The ipc( ) "multiplexer" system call is a legacy from older Linux versions, which included the IPC code in a dynamic module (see Appendix B). It did not make much sense to reserve several system call entries in the system_call table for a kernel component that could be missing, so the kernel designers adopted the multiplexer approach.
Nowadays, System V IPC can no longer be compiled as a dynamic module, and there is no justification for using a single IPC system call. As a matter of fact, Linux provides one system call for each IPC function on Hewlett-Packard's Alpha architecture and on Intel's IA-64.
IPC semaphores are quite similar to the kernel semaphores introduced in Chapter 5; they are counters used to provide controlled access to shared data structures for multiple processes.
The semaphore value is positive if the protected resource is available, and 0 if the protected resource is currently not available. A process that wants to access the resource tries to decrement the semaphore value; the kernel, however, blocks the process until the operation on the semaphore yields a positive value. When a process relinquishes a protected resource, it increments its semaphore value; in doing so, any other process waiting for the semaphore is woken up.
Actually, IPC semaphores are more complicated to handle than kernel semaphores for two main reasons:
· Each IPC semaphore is a set of one or more semaphore values, not just a single value like a kernel semaphore. This means that the same IPC resource can protect several independent shared data structures. The number of semaphore values in each IPC semaphore must be specified as a parameter of the semget( ) function when the resource is being allocated. From now on, we'll refer to the counters inside an IPC semaphore as primitive semaphores. There are bounds both on the number of IPC semaphore resources (by default, 128) and on the number of primitive semaphores inside a single IPC semaphore resource (by default, 250); however, the system administrator can easily modify these bounds by writing into the /proc/sys/kernel/sem file.

Given material:
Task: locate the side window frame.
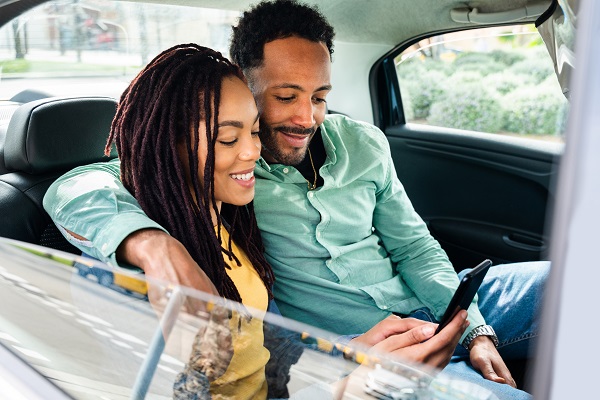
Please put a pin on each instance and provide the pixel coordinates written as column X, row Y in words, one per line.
column 385, row 86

Actions to take:
1. Answer these questions about the text on Linux IPC semaphores:
(a) On which two architectures does Linux provide one system call for each IPC function?
(b) What is the semaphore value when the protected resource is currently not available?
(c) By default, how many primitive semaphores can a single IPC semaphore resource hold at most?
2. Render this sentence from the text on Linux IPC semaphores in Spanish: "IPC semaphores are quite similar to the kernel semaphores introduced in Chapter 5; they are counters used to provide controlled access to shared data structures for multiple processes."
3. Write what comes next in the text on Linux IPC semaphores, picking up after its last sentence.

Task responses:
1.
(a) Hewlett-Packard's Alpha and Intel's IA-64.
(b) 0.
(c) 250.

2. Los semáforos IPC son bastante similares a los semáforos del kernel presentados en el capítulo 5; son contadores que se utilizan para proporcionar acceso controlado a estructuras de datos compartidas para múltiples procesos.

3.
· System V IPC semaphores provide a fail-safe mechanism for situations in which a process dies without being able to undo the operations that it previously issued on a semaphore. When a process chooses to use this mechanism, the resulting operations are called undoable semaphore operations. When the process dies, all of its IPC semaphores can revert to the values they would have had if the process had never started its operations. This can help prevent other processes that use the same semaphores from remaining blocked indefinitely as a consequence of the terminating process failing to manually undo its semaphore operations.
First, we'll briefly sketch the typical steps performed by a process wishing to access one or more resources protected by an IPC semaphore:
1. Invokes the semget( ) wrapper function to get the IPC semaphore identifier, specifying as the parameter the IPC key of the IPC semaphore that protects the shared resources. If the process wants to create a new IPC semaphore, it also specifies the IPC_CREATE or IPC_PRIVATE flag and the number of primitive semaphores required (see Section 19.3.1 earlier in this chapter).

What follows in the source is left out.